▸ **Passage shown**

==========

A few weeks ago I shared my experience going out crossdressed for the first time. There are few things that get the adrenaline pumping, the voice quavering and the nerves tingling in quite the same way. I also shared the story about Vicki’s first time out in public outside of transgender meets. Today, Vicki shares her perspective on the outing that day.

If you’ve had a crossdressing success – perhaps it’s your first time out in public, or the first time attending a transgender event I’d love to hear about it. Take a moment to share the story of your first time crossdressed in public.

Vicki’s First Time Crossdressed in Public

This is my follow-up to Vanessa’s post about my first time out in a real public place cross-dressed. It was a mix of apprehension, followed by some moments of self consciousness, but overwhelmingly colored by a sense of accomplishment and joy. Vanessa remarks that her observation of the look on my face was far exceeded by what I was feeling inside. The biggest lesson I learned though was get a sensible pair of heels if one is going to go mall walking. What I hate to admit is that after all the feelings of apprehension and fear, once I was there, I wanted it to keep on going, but my vanity for 5” heels forced us back to the car and finally to home.

==========

[Recorded data]
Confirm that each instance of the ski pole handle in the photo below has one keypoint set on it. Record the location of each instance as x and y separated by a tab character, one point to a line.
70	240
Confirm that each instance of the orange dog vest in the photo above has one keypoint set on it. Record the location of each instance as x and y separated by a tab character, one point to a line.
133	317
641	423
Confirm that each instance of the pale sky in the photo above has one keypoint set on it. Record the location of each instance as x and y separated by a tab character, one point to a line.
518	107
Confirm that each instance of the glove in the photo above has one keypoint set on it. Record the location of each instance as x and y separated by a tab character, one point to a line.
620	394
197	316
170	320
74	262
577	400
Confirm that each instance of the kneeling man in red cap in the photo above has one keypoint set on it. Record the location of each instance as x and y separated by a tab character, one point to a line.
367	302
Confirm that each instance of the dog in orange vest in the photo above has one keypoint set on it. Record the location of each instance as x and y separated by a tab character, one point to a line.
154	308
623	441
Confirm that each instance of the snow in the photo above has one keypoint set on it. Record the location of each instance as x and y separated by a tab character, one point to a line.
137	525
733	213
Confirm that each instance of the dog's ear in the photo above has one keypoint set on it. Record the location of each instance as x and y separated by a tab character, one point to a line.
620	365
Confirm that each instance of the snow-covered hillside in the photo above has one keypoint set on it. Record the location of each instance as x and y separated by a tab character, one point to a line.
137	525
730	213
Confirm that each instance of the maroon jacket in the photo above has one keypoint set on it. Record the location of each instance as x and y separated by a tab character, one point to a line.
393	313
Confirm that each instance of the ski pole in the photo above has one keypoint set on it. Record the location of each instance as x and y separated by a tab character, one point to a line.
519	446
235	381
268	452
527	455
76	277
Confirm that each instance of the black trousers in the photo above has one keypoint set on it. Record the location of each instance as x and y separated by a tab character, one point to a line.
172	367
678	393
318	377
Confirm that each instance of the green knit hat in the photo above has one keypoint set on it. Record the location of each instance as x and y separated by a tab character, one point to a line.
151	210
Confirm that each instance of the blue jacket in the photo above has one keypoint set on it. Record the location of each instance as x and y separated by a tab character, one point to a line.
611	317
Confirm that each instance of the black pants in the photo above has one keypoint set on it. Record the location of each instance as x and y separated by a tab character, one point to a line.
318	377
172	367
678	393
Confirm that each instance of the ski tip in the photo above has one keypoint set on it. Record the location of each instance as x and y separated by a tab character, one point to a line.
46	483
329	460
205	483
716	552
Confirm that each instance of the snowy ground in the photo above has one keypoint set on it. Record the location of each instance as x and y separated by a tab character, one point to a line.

==========

▸ **Directions**
A - In the account of Vicki's first time out, what forced them back to the car?
B - List every feeling named in the section of the account headed "Vicki's First Time Crossdressed in Public."
C - Do these statements agree with the account of Vicki's first time out? (i) Vicki's first public outing took place at a transgender meet. (ii) Once there, Vicki wanted the outing to continue. (iii) Vicki's biggest lesson concerned footwear.
The records have no connection to the text.

▸ **Task responses**
A - Vicki's vanity for 5" heels.

B - apprehension, self consciousness, accomplishment, joy, fear

C -
(i) No: "first time out in public outside of transgender meets"
(ii) Yes: "once I was there, I wanted it to keep on going"
(iii) Yes: "The biggest lesson I learned though was get a sensible pair of heels if one is going to go mall walking"